__Work instructions__. Output consists of the line that contains "Would you point out the dark" plus every later line of the material below, each one duplicated exactly.

__Dataset records__.
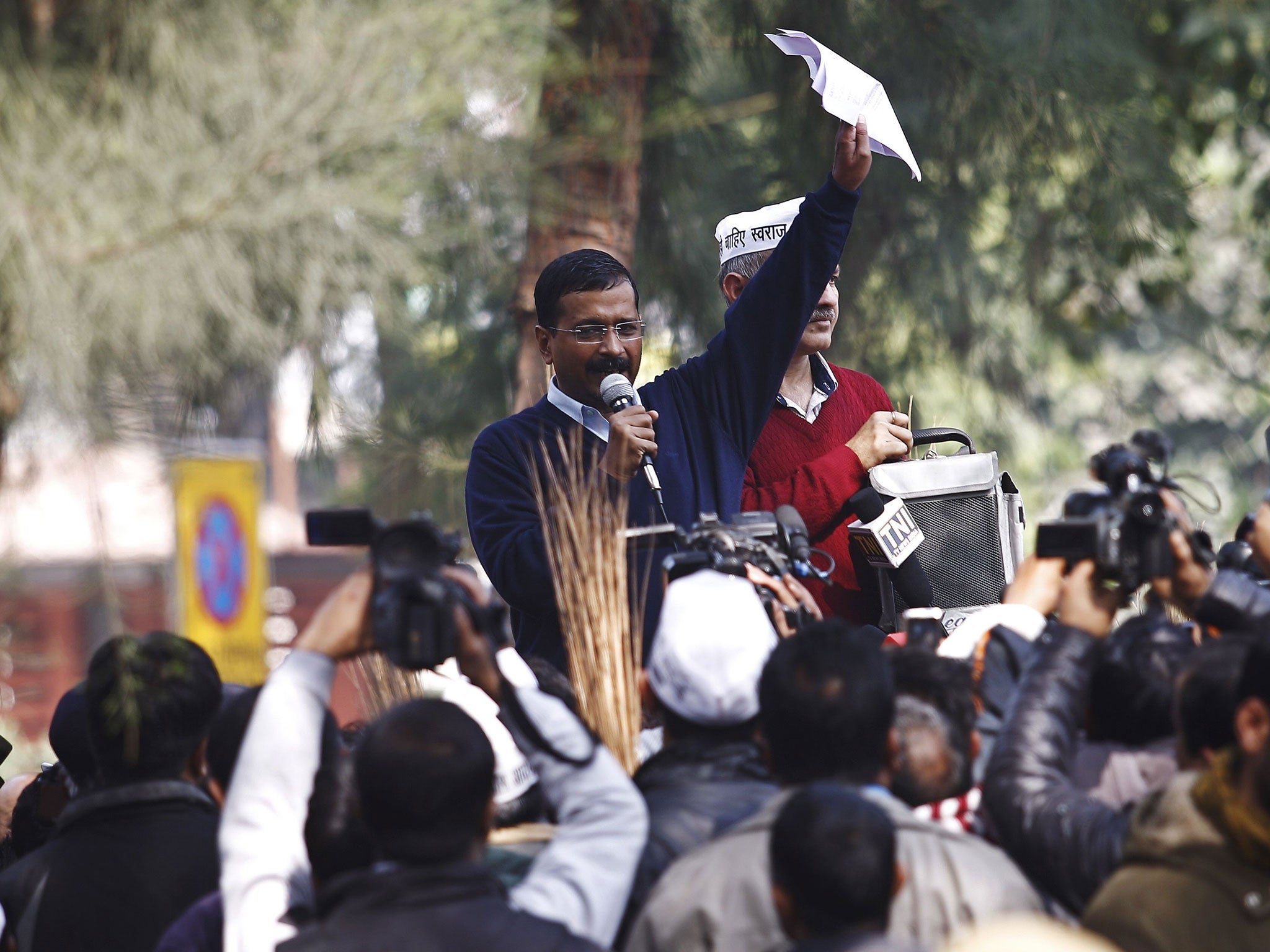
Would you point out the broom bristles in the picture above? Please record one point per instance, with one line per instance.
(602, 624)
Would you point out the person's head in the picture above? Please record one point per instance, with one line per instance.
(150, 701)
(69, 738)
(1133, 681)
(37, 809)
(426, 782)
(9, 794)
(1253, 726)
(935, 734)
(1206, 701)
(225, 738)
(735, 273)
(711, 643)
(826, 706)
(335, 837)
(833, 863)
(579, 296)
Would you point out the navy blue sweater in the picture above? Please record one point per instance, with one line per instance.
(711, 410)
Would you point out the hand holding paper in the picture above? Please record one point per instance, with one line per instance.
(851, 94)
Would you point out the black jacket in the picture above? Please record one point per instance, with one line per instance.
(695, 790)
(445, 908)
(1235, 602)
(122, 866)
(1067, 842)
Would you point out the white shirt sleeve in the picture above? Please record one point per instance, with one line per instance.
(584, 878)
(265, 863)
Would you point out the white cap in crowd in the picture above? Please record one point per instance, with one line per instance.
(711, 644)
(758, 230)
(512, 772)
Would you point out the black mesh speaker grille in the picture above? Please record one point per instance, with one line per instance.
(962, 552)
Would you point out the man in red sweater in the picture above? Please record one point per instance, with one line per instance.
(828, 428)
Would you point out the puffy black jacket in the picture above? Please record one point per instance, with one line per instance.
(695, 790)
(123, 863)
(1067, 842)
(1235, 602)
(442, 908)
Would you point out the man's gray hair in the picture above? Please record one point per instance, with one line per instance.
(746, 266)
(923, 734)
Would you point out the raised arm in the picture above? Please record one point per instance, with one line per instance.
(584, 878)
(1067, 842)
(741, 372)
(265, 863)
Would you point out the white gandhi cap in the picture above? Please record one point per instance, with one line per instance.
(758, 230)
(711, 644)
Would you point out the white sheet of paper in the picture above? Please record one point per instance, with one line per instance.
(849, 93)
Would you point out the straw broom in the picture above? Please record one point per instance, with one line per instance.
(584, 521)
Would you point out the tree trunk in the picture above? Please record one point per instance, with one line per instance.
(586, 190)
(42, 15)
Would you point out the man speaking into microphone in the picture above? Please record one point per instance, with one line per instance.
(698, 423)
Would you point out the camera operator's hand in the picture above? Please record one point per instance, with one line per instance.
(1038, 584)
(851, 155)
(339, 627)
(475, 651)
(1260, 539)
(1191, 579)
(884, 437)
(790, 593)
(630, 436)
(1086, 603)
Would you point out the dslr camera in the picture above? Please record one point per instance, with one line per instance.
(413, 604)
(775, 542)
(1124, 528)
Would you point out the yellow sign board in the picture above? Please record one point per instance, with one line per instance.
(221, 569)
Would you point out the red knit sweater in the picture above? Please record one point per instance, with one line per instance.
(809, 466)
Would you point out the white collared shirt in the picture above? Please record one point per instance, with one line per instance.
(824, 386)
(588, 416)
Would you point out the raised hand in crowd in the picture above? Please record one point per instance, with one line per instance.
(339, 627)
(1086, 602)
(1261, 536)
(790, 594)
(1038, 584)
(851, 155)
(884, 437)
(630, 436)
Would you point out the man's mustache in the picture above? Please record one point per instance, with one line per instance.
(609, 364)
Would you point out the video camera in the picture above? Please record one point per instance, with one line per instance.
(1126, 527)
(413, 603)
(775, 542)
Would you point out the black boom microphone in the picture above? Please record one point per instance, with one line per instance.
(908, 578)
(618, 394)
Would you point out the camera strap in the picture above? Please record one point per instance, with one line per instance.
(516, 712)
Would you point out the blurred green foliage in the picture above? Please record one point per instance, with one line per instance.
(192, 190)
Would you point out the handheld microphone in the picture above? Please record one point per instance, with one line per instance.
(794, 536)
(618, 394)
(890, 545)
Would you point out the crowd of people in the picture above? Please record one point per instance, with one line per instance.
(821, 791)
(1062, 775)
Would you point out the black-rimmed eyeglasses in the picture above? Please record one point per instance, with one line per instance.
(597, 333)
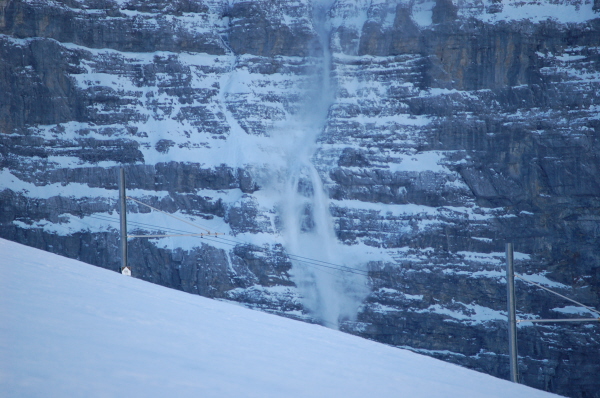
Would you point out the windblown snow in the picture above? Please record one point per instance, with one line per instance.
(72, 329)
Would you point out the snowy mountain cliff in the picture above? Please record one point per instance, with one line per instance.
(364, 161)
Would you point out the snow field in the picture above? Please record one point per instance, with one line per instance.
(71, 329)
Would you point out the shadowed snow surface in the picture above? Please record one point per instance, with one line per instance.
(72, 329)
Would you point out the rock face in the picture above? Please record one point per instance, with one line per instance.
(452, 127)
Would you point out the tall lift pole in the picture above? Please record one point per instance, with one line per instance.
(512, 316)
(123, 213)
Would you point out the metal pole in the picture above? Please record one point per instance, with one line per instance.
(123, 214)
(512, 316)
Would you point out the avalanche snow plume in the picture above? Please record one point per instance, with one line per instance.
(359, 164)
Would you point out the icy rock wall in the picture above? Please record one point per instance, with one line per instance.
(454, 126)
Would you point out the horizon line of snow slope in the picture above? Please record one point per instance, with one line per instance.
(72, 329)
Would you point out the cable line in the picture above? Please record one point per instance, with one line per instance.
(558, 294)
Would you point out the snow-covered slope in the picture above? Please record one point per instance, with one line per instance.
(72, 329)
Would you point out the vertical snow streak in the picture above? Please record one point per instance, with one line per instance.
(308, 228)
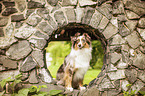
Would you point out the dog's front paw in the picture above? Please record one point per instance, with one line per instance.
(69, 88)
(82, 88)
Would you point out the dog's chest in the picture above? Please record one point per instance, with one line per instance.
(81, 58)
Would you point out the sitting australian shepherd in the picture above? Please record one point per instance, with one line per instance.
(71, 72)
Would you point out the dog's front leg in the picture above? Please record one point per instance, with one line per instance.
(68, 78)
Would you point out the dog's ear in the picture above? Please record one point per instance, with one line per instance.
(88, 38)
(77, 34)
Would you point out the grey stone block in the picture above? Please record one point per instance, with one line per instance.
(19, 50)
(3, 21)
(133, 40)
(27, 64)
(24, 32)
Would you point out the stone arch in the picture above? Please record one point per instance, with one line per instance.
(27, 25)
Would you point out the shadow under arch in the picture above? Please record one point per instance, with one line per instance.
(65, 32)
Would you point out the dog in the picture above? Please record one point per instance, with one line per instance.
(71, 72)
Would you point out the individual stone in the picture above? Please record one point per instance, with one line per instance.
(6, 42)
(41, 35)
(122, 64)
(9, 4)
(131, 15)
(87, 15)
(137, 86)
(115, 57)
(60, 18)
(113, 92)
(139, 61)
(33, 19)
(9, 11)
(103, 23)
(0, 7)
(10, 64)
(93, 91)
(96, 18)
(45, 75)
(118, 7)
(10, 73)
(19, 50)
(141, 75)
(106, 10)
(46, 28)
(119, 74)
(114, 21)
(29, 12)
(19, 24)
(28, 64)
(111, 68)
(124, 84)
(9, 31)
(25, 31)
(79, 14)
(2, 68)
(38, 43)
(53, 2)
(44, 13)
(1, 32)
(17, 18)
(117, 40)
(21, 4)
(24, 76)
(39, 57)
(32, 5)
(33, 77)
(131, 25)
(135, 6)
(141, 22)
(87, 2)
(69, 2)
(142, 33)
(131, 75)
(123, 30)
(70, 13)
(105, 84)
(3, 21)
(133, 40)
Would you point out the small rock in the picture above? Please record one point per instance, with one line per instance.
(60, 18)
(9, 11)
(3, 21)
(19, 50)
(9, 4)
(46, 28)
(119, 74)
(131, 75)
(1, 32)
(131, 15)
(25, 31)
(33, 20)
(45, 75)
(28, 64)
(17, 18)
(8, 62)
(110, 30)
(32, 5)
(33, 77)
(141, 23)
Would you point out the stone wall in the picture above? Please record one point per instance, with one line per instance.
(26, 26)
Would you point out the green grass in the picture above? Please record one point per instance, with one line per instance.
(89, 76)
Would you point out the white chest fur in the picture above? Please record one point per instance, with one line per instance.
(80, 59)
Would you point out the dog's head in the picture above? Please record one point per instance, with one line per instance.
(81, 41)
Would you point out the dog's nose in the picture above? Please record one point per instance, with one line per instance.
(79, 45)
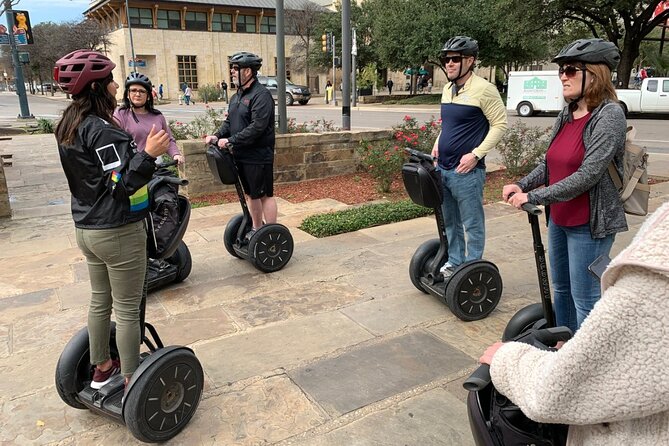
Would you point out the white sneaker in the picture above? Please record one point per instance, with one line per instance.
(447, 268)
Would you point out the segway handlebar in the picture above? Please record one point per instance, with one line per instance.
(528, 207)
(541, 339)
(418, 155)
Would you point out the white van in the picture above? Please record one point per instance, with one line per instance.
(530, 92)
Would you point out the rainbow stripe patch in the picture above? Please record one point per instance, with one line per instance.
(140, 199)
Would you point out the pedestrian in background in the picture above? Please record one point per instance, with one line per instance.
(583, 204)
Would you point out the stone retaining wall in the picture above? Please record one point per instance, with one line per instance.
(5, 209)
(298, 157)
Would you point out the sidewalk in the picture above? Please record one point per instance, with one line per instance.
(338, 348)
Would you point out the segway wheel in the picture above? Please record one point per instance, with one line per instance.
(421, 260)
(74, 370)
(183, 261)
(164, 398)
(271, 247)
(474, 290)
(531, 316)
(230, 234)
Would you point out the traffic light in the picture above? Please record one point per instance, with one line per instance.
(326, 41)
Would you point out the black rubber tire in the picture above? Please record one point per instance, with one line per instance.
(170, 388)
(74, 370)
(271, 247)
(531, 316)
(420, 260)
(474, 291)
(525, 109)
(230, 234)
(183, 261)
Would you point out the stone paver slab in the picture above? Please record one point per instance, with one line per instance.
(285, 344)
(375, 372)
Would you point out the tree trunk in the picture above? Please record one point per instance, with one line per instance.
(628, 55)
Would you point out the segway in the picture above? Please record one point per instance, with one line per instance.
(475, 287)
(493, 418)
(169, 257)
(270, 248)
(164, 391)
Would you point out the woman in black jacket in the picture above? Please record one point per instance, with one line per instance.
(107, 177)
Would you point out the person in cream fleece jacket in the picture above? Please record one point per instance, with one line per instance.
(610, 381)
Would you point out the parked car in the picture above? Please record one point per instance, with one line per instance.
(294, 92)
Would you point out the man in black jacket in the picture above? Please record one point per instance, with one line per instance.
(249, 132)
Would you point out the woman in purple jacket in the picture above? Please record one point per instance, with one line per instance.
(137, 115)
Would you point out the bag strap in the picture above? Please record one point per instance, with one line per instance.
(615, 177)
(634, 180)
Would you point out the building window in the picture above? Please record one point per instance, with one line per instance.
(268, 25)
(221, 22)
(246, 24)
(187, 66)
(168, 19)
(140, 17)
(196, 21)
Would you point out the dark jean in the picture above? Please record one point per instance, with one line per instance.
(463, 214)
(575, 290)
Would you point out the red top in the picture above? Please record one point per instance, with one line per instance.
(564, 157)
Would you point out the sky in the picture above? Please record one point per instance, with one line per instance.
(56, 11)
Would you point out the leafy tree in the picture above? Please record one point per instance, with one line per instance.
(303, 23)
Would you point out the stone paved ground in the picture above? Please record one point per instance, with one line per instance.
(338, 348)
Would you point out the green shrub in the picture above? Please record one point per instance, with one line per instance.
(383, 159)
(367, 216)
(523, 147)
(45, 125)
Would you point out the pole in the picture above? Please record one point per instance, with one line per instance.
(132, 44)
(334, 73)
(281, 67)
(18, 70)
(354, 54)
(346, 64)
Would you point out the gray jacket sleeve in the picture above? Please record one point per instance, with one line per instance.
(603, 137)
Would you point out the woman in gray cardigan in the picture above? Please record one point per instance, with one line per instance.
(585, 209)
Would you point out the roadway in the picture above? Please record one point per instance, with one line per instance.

__Response to this exercise__.
Would you point out the dark jean in the picture above? Please record one point per instance, with one line per instance.
(463, 214)
(575, 290)
Would you point out the red top in the picture above? Please record one point per instance, with one line per instance.
(564, 157)
Would you point out the sky in the picture above? Please record one point per instance, with one line per instance.
(56, 11)
Would you point out the leafy tree in the picture above? Please record one point per instance, with one line per instance.
(303, 23)
Would you point out the stone paved ground in the picture above? Please record one point per instance, with one line per instance.
(338, 348)
Would you point out the green shrub in the picture above? Please record one point per instance, with one line per instance.
(383, 159)
(367, 216)
(523, 147)
(45, 125)
Would you point out the pole in the picture above? Please record one point per instance, with one line per instance.
(132, 44)
(334, 73)
(281, 67)
(18, 70)
(354, 54)
(346, 64)
Would you point out the gray jacket sleeve in the picture above? Please record one point per instance, with one line per instance.
(603, 137)
Would you point out the woman in gray cardigan in the picture above? Please record one point per instance, with one line per instance.
(585, 209)
Would you point out the roadway in the picture above? Please record one point per instance, with one line per instance.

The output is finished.